— Begin EXERCISE MATERIALS —
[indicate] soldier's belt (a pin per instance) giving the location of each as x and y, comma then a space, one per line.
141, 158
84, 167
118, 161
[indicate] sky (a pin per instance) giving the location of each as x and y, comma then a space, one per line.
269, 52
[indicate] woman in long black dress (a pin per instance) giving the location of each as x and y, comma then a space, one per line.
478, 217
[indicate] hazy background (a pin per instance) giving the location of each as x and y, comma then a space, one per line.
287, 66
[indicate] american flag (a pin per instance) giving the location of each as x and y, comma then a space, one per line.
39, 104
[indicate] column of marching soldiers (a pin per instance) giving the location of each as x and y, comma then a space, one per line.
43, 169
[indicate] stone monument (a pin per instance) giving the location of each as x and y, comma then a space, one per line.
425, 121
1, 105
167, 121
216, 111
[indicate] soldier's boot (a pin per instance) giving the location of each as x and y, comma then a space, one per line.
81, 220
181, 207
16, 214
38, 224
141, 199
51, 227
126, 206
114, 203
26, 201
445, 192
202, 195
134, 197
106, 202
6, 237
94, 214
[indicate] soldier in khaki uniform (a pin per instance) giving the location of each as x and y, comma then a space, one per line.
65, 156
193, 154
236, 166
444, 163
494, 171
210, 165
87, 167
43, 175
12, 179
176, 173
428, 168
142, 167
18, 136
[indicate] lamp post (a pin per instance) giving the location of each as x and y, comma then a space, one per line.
— End EXERCISE MATERIALS —
THE REQUEST:
Rewrite everything from the line containing "[indicate] soldier in" down to the end of the entries, swapping "khaki" for "olive" and leaving the rest untouched.

RESPONSE FOR THIS EXERCISE:
[indicate] soldier in olive uniform (a pin per instance) giving the location of each as x and y, comma then a space, one per line.
65, 156
193, 154
236, 166
444, 163
494, 171
210, 165
87, 167
43, 175
12, 179
176, 173
428, 168
142, 167
18, 136
[indicate] lamp post (a pin per instance) giving the location of each as x and y, comma then a space, one per line.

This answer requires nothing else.